◆ **Pasaje seleccionado**:
____________

La comunión de personas instaurada por la relación esponsal -por el hecho de hacerse y ser esposos- origina de ordinario una particular comunidad en la vida de ambos cónyuges. Es decir, constituye en común, como algo debido, ciertas necesidades y actividades en cuanto están conectadas con el desarrollo de la vida matrimonial.
Por ello cada uno, respecto al otro, tiene la obligación de atender y servir -como algo propio- determinados aspectos de su vida... y de, be comunicar y contar con él para los aspectos correspondientes de la vida propia. Se trata en definitiva de entender que la unión de los esposos otorga un título jurídico de coparticipación en lo conyugable. De ahí se derivan las obligaciones y derechos ya estudiados acerca de la ordenación a la prole; pero de ahí se deriva también la obligación y el derecho de participación en el desenvolvimiento vital del otro cónyuge en las demás dimensiones de su conyugalidad. Este derecho, deber puede entenderse en clave de comunicación, atención y servicio.

____________

◆ **Extracto de datos**:
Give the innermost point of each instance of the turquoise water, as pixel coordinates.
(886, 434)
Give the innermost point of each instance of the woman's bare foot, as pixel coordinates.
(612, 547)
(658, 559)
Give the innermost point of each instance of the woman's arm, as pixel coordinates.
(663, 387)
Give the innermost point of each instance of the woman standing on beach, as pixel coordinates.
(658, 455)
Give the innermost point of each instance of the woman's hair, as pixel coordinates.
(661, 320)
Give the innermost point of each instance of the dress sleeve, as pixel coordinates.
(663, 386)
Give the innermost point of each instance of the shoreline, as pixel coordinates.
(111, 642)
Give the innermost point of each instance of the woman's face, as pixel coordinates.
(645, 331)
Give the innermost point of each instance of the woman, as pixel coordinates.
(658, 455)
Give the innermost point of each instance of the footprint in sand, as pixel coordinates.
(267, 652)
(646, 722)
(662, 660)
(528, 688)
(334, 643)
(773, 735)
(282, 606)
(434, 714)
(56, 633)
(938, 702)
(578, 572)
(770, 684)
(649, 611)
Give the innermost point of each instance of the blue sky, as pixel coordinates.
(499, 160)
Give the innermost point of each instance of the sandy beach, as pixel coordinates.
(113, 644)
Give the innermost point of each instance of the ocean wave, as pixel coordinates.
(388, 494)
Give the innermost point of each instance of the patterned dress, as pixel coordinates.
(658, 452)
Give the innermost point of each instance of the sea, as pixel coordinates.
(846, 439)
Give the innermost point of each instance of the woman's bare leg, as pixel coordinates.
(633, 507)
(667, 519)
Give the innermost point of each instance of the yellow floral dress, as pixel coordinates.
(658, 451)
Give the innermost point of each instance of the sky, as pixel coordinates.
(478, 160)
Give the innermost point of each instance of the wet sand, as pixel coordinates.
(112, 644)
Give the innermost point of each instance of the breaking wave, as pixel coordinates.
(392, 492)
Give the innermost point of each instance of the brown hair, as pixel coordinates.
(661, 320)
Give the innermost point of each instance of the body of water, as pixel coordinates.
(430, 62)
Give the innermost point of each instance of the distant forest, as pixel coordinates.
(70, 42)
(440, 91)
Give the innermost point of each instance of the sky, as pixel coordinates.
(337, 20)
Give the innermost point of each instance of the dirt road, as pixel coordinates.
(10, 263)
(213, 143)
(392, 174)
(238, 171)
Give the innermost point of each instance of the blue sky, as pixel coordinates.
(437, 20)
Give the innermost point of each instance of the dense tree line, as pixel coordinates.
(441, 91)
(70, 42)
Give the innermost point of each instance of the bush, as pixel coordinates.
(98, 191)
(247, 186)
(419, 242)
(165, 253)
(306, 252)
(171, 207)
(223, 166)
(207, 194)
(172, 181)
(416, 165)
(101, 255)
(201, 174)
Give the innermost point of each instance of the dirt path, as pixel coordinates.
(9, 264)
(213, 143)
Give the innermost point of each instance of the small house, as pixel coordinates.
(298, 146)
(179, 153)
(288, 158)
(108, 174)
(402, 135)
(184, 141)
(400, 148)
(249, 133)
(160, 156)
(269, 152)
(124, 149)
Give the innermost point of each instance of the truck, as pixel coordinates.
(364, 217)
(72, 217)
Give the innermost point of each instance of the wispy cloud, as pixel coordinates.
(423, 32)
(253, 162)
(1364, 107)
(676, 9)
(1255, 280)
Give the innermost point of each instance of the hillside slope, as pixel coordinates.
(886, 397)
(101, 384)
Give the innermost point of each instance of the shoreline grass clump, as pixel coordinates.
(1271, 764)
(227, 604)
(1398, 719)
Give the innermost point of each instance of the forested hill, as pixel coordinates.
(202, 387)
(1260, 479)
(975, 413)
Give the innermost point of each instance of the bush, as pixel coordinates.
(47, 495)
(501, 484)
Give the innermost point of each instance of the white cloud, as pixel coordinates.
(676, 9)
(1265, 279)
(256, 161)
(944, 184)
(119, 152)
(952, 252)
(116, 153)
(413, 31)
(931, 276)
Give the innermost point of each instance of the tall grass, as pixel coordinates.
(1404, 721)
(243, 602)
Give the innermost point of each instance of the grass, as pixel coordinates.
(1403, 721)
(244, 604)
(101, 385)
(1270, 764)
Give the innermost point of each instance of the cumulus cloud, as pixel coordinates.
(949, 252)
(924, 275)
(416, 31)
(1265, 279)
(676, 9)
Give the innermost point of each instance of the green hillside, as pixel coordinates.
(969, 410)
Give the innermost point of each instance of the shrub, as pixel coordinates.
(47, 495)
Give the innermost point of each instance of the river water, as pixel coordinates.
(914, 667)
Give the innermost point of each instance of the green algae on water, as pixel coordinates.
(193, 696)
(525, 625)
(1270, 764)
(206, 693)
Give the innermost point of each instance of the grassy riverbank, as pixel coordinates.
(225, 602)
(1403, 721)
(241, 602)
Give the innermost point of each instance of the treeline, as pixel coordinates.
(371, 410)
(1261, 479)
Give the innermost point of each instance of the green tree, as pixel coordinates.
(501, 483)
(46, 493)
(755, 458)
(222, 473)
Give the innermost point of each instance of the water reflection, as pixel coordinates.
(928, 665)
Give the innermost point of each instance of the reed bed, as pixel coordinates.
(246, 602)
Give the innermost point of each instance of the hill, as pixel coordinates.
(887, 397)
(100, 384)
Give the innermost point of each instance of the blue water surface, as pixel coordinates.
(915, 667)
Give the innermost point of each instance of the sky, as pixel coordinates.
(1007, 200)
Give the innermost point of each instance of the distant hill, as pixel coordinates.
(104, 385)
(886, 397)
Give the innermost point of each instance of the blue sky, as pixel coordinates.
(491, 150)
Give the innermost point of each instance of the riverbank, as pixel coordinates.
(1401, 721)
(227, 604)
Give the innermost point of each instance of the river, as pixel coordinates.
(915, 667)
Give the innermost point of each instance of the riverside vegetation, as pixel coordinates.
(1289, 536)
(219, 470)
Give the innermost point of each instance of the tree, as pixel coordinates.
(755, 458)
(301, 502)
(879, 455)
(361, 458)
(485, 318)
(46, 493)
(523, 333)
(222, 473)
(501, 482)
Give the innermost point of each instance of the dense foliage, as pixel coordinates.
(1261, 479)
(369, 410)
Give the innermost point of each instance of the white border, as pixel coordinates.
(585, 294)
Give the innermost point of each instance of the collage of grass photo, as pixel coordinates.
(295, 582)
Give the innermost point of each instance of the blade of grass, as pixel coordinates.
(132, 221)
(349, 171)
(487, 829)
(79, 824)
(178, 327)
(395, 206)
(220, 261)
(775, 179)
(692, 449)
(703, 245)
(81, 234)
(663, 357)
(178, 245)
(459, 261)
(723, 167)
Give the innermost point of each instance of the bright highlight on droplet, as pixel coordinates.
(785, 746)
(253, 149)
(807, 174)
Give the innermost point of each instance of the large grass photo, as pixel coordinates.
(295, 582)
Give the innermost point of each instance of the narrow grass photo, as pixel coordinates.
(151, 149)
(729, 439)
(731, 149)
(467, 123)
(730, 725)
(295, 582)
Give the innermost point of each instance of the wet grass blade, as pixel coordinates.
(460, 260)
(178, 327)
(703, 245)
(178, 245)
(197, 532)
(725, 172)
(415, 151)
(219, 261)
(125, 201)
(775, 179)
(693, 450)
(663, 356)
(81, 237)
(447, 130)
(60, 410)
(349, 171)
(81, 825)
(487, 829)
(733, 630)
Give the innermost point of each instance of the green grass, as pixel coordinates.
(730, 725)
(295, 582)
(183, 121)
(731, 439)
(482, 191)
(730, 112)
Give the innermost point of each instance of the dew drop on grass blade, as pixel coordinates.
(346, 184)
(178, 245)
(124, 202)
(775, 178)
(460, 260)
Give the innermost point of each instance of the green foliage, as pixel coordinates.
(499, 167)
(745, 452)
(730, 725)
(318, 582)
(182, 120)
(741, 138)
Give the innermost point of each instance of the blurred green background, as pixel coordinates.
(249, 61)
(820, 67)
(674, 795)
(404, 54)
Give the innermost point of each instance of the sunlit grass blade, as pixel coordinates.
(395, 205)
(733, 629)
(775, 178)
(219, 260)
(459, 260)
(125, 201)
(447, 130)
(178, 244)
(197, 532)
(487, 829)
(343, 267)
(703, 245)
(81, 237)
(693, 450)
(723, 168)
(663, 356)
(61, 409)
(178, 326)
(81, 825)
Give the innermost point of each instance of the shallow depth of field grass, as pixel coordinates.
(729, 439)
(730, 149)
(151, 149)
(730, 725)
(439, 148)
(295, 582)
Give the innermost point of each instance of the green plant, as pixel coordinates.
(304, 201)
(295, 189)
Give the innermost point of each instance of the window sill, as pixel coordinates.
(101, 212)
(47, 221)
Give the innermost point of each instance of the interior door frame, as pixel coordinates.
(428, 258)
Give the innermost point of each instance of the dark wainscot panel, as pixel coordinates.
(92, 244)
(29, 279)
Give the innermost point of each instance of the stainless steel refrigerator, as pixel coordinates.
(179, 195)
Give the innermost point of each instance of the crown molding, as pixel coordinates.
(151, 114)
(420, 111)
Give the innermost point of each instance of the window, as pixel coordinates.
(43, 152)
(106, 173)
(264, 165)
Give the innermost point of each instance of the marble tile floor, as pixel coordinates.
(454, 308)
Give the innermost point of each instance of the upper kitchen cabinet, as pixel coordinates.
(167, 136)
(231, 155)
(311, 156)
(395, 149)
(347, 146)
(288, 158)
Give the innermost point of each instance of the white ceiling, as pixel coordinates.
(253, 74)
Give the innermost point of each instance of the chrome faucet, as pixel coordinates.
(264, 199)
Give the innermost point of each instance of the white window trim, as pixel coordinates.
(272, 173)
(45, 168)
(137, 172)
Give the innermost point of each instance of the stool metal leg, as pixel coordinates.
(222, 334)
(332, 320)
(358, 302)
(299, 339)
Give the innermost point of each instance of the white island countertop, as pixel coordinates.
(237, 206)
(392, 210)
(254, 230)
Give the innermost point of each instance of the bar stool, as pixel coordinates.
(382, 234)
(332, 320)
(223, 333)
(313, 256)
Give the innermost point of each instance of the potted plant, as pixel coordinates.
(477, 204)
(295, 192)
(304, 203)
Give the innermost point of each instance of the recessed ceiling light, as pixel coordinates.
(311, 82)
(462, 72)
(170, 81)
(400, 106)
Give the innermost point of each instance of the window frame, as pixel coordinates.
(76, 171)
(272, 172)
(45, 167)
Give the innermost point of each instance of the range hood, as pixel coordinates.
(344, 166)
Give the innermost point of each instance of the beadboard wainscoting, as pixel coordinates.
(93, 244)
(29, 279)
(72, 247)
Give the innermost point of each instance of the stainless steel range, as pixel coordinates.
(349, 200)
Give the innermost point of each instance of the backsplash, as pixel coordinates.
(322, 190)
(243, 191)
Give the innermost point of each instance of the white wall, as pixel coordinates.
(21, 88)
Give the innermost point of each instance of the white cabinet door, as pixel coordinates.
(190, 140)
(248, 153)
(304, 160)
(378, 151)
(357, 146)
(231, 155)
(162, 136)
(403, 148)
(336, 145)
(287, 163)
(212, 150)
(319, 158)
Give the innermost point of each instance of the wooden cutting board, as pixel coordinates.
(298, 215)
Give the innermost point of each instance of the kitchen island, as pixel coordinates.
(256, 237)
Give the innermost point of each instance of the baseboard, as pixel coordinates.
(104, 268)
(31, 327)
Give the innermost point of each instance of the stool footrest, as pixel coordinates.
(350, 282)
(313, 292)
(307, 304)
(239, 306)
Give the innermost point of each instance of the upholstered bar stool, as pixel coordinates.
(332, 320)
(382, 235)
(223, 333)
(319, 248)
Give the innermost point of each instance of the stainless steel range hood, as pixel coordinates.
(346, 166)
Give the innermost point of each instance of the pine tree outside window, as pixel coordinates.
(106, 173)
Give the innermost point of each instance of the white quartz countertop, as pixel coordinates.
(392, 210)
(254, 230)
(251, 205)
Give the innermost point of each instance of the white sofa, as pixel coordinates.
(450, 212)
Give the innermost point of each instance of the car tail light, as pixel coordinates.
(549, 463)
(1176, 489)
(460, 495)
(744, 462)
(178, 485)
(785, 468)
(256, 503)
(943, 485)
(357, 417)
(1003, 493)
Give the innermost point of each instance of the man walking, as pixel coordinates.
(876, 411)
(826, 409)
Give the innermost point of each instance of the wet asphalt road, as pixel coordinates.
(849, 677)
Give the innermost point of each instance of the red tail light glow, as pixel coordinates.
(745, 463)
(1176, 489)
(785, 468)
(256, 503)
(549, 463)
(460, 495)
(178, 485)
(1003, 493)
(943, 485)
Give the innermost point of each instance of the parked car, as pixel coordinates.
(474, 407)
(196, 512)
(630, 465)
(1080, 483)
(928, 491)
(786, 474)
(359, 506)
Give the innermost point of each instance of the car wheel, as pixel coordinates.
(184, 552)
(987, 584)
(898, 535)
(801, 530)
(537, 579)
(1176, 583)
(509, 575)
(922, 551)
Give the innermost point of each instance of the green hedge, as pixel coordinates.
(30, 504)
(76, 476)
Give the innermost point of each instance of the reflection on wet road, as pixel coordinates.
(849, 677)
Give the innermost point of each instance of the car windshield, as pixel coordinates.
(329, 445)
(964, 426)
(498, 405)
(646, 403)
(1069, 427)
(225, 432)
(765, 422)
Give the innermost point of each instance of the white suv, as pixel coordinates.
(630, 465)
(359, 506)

____________

◆ **Consigna**: Según el pasaje seleccionado, ¿por qué cada cónyuge tiene la obligación de atender y servir determinados aspectos de la vida del otro? Explícalo en una a tres oraciones. Los ítems constituyen un material independiente del pasaje.

◆ **Resultado del ejercicio**: Porque la comunión de personas que instaura la relación esponsal origina una particular comunidad en la vida de ambos cónyuges. Esa comunión constituye en común, como algo debido, ciertas necesidades y actividades conectadas con el desarrollo de la vida matrimonial.